Copy every one of the records below word for word, keeping each line unchanged.

-- Start of PROVIDED DATA --

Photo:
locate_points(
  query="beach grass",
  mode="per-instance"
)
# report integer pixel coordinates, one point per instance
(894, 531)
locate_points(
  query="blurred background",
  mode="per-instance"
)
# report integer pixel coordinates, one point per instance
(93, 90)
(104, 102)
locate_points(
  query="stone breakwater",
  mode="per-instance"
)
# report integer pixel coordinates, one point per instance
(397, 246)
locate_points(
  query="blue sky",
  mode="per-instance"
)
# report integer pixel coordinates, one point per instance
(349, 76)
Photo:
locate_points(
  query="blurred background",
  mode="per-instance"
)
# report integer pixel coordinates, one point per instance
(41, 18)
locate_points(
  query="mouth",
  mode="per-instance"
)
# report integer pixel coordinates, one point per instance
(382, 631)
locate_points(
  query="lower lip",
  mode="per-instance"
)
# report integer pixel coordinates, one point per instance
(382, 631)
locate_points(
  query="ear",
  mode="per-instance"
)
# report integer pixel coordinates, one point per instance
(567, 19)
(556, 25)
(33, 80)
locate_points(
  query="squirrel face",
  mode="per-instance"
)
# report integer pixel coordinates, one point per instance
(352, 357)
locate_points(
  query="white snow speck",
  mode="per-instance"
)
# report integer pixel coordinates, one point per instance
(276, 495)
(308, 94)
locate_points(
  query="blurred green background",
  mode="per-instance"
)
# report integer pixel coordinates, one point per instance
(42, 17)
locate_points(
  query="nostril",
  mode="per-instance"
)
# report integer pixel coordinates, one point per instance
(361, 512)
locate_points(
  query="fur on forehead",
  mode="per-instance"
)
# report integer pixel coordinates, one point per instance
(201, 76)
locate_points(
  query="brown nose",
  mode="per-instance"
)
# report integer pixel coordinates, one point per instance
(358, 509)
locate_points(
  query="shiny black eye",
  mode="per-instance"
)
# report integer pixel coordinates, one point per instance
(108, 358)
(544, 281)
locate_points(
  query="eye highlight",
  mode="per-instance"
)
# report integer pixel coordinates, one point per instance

-- End of PROVIDED DATA --

## TASK RESPONSE
Photo:
locate_points(
  query="beach grass",
  mode="per-instance"
)
# report integer pixel coordinates, one point per instance
(894, 531)
locate_points(
  query="blurred background",
  mode="per-instance"
)
# report integer pixel coordinates, one point per instance
(93, 90)
(104, 102)
locate_points(
  query="stone breakwater",
  mode="per-instance"
)
# report integer pixel coordinates, one point per instance
(397, 246)
locate_points(
  query="blue sky",
  mode="per-instance"
)
# report integer pixel coordinates, one point per instance
(349, 76)
Photo:
locate_points(
  query="blurred background",
  mode="per-instance"
)
# report integer pixel coordinates, one point per instance
(41, 18)
locate_points(
  query="mouth",
  mode="per-instance"
)
# report integer pixel coordinates, one point per instance
(382, 631)
locate_points(
  query="lower lip",
  mode="per-instance"
)
# report integer pixel coordinates, one point per instance
(382, 631)
locate_points(
  query="ear",
  mode="per-instance"
)
# report integer pixel coordinates, one point per instance
(567, 19)
(556, 25)
(33, 80)
locate_points(
  query="squirrel face",
  mode="per-instance"
)
# report integer pixel coordinates, one point per instance
(352, 357)
locate_points(
  query="white snow speck",
  mode="per-instance"
)
# report integer pixel coordinates, one point per instance
(276, 495)
(308, 94)
locate_points(
  query="blurred green background",
  mode="per-instance"
)
# report integer pixel coordinates, one point per instance
(42, 17)
locate_points(
  query="nostril",
  mode="per-instance"
)
# report integer pixel coordinates, one point per instance
(361, 512)
locate_points(
  query="fur on forehead",
  mode="per-instance"
)
# report integer pixel coordinates, one point per instance
(201, 76)
locate_points(
  query="brown nose",
  mode="per-instance"
)
# report integer pixel coordinates, one point per instance
(358, 509)
locate_points(
  query="shiny black eye",
  mode="per-instance"
)
# report integer pixel coordinates, one point per instance
(108, 358)
(544, 281)
locate_points(
  query="eye highlight",
  mode="per-instance"
)
# report integer pixel coordinates, one point per instance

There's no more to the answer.